Start ENTRIES SUPPLIED
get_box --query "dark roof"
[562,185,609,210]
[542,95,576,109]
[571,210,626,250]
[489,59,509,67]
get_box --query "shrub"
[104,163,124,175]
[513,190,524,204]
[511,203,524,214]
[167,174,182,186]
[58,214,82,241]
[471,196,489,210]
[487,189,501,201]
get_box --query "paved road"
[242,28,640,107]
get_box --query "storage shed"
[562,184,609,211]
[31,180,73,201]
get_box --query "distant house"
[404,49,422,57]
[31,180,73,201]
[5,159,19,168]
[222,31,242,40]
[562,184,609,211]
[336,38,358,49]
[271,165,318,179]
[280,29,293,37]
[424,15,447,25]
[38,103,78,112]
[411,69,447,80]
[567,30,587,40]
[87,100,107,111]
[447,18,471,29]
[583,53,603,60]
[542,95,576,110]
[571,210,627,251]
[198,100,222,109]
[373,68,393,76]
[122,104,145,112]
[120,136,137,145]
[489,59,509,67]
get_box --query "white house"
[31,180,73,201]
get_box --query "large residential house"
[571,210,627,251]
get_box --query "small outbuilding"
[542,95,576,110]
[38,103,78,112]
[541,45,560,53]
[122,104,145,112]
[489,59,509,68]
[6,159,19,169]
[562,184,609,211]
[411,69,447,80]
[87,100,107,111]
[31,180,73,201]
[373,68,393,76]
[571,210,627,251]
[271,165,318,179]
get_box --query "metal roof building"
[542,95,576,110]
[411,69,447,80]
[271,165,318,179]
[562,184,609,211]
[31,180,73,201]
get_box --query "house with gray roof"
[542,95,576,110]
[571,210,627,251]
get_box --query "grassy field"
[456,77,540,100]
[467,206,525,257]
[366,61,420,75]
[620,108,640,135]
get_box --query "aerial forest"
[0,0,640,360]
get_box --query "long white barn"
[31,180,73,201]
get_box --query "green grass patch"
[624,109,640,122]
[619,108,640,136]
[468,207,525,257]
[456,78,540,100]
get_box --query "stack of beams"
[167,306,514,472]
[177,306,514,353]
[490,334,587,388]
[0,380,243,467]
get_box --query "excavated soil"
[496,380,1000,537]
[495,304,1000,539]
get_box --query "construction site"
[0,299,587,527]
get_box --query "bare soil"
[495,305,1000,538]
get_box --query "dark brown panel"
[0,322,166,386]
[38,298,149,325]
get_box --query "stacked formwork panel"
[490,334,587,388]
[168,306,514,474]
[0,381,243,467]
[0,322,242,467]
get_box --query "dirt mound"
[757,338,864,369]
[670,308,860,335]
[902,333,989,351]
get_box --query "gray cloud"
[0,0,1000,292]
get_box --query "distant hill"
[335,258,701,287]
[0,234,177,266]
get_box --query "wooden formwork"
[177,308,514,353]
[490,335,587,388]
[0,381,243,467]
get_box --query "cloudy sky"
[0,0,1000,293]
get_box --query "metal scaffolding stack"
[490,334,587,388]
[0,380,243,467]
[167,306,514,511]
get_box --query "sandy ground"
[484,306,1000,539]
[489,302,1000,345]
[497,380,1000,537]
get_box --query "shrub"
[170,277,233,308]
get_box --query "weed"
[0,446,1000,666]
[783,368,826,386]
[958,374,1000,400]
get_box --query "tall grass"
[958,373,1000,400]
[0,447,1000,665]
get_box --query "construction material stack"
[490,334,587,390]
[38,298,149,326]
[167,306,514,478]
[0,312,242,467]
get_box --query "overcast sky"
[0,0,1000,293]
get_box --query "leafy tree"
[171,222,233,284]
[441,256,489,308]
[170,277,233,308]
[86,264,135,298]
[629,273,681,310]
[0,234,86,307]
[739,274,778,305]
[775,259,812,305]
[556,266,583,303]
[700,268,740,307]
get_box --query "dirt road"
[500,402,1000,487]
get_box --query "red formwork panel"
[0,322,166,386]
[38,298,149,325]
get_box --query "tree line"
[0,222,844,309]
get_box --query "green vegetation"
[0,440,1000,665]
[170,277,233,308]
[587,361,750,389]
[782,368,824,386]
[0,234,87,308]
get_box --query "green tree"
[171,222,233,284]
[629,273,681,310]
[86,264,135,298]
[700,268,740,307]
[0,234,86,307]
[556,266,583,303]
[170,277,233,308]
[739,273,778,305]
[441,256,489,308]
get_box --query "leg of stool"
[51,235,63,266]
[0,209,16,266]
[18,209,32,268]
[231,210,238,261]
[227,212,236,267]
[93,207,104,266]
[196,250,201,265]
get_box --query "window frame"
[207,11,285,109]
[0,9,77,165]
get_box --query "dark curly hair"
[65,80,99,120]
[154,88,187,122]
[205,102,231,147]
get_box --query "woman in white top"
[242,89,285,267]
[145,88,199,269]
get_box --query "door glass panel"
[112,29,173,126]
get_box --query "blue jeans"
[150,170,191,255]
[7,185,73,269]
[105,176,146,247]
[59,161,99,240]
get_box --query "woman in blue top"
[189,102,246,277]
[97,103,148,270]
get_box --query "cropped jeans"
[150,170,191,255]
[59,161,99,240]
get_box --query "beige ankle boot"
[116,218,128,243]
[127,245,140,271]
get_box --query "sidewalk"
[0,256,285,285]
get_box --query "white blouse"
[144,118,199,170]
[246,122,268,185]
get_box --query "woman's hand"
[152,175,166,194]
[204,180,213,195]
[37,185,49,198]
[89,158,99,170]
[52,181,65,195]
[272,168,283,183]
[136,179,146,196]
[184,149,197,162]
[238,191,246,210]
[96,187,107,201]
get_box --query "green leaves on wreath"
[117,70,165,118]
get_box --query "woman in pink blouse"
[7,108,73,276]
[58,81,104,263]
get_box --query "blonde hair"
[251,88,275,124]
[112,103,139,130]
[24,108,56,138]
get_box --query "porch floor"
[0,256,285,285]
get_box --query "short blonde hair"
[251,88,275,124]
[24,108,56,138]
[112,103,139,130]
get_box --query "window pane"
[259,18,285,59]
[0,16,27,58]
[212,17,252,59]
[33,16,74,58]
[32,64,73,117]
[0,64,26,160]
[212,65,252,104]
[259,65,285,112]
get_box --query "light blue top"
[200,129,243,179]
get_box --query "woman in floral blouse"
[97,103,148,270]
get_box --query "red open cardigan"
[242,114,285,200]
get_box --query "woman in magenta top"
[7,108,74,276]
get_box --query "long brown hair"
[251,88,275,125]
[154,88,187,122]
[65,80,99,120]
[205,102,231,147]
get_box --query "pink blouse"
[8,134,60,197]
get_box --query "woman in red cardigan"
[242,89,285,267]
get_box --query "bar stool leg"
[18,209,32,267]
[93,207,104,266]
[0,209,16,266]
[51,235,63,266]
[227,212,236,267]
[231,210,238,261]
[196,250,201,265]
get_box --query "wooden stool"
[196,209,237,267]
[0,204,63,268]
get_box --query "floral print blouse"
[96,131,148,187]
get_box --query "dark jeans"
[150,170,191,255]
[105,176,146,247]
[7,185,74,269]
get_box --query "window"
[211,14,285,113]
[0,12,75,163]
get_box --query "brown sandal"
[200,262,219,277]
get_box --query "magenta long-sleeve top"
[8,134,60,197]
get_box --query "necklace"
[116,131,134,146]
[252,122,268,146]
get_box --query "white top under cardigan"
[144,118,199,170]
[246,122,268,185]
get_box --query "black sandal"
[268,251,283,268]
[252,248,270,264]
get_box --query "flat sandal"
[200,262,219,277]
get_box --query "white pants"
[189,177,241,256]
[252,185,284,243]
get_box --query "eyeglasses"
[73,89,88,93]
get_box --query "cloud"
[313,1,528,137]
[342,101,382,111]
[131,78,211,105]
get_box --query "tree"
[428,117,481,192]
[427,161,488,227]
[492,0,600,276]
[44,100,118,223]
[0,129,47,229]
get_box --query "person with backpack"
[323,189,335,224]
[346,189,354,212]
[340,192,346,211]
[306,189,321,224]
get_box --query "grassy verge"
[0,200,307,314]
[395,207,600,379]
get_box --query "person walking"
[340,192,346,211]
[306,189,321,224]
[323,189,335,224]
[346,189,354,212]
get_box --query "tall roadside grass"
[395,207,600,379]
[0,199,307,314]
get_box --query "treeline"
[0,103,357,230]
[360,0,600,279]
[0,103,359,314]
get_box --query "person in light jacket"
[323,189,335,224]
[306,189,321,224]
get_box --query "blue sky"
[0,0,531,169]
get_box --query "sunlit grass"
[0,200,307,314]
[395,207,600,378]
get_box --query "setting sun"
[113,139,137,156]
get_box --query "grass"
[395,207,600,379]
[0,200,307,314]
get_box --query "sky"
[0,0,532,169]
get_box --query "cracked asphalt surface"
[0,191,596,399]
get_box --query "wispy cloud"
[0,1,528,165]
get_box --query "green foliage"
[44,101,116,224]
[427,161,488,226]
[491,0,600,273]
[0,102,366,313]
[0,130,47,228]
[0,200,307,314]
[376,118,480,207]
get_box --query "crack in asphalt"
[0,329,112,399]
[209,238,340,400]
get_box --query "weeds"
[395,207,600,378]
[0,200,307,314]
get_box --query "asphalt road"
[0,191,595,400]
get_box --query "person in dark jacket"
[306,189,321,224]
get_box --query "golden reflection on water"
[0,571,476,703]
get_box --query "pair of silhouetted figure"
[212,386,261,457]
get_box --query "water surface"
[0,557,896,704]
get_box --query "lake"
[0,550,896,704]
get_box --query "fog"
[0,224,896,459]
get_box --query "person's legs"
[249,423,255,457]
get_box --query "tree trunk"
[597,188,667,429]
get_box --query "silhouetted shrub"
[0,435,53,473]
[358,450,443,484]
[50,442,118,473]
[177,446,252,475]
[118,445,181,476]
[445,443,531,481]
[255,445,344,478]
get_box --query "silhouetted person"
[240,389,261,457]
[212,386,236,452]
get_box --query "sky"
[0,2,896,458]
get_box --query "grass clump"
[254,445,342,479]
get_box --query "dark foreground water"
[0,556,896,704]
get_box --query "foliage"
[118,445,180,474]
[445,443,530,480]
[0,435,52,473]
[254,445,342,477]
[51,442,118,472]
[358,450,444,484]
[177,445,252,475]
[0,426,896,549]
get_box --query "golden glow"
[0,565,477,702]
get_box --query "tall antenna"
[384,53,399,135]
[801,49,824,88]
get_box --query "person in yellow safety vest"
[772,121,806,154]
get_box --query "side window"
End ENTRIES SUPPLIED
● REQUEST
Swap "soil" for "earth" wherever it occurs in the data from the first line through the line containing "[902,333,989,351]", both ends included. Leave everything else unchanged and give back only those lines.

● CORRECT ANSWER
get_box --query "dark roof"
[562,185,609,210]
[542,95,576,109]
[571,210,626,250]
[489,59,509,67]
get_box --query "shrub"
[104,163,124,175]
[513,190,524,204]
[511,203,524,214]
[167,174,182,186]
[58,214,82,241]
[471,196,489,210]
[487,189,501,201]
get_box --query "paved road"
[242,28,640,107]
get_box --query "storage shed"
[562,184,609,211]
[31,180,73,201]
get_box --query "distant house"
[404,49,422,57]
[31,180,73,201]
[5,159,19,168]
[222,31,242,40]
[562,184,609,211]
[336,38,358,49]
[271,165,318,179]
[280,29,293,37]
[424,15,447,25]
[38,103,78,112]
[411,69,447,80]
[567,30,587,40]
[87,100,107,111]
[447,18,471,29]
[583,53,603,60]
[542,95,576,110]
[571,210,627,251]
[198,100,222,109]
[373,68,393,76]
[122,104,145,112]
[120,136,137,145]
[489,59,509,67]
get_box --query "white house"
[31,180,73,201]
get_box --query "large residential house"
[571,210,627,251]
get_box --query "small outbuilding"
[542,95,576,110]
[38,103,78,112]
[541,45,560,53]
[122,104,145,112]
[489,59,509,68]
[6,159,19,169]
[562,184,609,211]
[411,69,447,80]
[87,100,107,111]
[31,180,73,201]
[373,68,393,76]
[571,210,627,251]
[271,165,318,179]
get_box --query "metal roof building"
[542,95,576,110]
[411,69,447,80]
[271,165,318,179]
[562,184,609,211]
[31,180,73,201]
get_box --query "house with gray roof"
[542,95,576,110]
[571,210,627,251]
get_box --query "grassy field"
[456,77,540,100]
[467,206,525,257]
[366,61,420,75]
[620,108,640,135]
get_box --query "aerial forest"
[0,0,640,360]
get_box --query "long white barn"
[31,180,73,201]
get_box --query "green grass patch"
[624,109,640,122]
[619,108,640,136]
[468,207,525,257]
[456,78,540,100]
get_box --query "stack of beams"
[167,306,514,472]
[177,306,514,353]
[490,334,587,388]
[0,380,243,467]
get_box --query "excavated earth"
[496,380,1000,537]
[495,304,1000,539]
get_box --query "construction site"
[0,299,587,527]
get_box --query "bare earth"
[495,305,1000,538]
get_box --query "dark brown panel"
[0,322,166,386]
[38,298,149,325]
get_box --query "stacked formwork panel"
[490,334,587,388]
[168,306,514,474]
[0,381,243,467]
[0,322,242,467]
get_box --query "dirt mound"
[757,338,864,369]
[670,308,860,335]
[902,333,989,351]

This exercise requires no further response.